Task directions:
Line count for "trophy": tally the lines of the records below that contain it, and give only that number.

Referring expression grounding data
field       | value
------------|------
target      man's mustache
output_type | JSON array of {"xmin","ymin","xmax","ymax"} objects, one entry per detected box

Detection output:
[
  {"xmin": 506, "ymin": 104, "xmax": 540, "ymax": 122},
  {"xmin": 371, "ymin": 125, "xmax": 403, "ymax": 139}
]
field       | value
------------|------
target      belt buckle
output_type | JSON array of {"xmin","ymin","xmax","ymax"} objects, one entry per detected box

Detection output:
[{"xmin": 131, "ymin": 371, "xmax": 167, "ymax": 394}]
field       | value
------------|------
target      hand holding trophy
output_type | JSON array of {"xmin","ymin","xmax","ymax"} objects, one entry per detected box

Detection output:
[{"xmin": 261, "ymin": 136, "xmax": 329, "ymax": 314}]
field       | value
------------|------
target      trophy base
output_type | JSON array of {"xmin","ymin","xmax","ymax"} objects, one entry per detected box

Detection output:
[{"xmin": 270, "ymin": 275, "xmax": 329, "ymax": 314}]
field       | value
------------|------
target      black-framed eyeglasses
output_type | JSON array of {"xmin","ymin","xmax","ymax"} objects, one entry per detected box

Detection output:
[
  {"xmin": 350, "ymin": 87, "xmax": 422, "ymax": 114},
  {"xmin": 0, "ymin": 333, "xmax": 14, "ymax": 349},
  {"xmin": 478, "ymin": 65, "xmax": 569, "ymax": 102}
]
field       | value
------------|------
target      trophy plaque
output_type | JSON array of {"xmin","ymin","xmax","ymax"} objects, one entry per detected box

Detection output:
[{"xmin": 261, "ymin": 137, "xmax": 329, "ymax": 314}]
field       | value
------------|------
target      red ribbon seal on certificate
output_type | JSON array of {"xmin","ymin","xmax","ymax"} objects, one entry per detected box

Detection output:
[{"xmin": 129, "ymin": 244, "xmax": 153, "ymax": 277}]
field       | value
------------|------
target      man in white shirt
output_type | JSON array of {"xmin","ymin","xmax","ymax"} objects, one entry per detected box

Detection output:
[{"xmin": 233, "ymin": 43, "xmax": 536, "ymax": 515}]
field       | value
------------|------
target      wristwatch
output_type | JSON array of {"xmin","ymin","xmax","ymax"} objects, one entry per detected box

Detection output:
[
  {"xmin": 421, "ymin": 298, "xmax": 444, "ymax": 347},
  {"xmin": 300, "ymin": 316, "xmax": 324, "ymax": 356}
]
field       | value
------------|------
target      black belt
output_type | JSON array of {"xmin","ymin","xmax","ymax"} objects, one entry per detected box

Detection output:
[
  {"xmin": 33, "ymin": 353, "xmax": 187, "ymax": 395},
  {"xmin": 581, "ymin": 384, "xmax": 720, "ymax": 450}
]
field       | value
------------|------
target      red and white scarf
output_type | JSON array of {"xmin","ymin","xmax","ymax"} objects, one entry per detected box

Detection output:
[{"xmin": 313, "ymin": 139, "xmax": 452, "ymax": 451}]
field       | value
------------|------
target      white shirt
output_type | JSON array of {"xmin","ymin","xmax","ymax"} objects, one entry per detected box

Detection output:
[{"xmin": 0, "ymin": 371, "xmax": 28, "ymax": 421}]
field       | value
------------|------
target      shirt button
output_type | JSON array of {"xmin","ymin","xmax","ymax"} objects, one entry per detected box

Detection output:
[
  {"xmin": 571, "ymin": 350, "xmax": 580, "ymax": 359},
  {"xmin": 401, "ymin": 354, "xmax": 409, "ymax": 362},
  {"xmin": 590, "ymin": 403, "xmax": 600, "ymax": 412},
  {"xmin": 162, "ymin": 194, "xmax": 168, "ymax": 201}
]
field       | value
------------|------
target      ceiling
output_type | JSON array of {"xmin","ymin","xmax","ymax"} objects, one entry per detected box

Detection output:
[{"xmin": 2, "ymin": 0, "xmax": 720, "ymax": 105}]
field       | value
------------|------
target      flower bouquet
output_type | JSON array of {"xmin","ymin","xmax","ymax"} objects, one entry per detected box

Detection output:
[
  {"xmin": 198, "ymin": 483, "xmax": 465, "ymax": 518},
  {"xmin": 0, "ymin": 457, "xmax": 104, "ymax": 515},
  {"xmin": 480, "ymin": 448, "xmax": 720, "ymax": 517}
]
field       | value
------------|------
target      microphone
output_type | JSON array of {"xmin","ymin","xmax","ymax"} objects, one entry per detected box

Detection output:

Response area:
3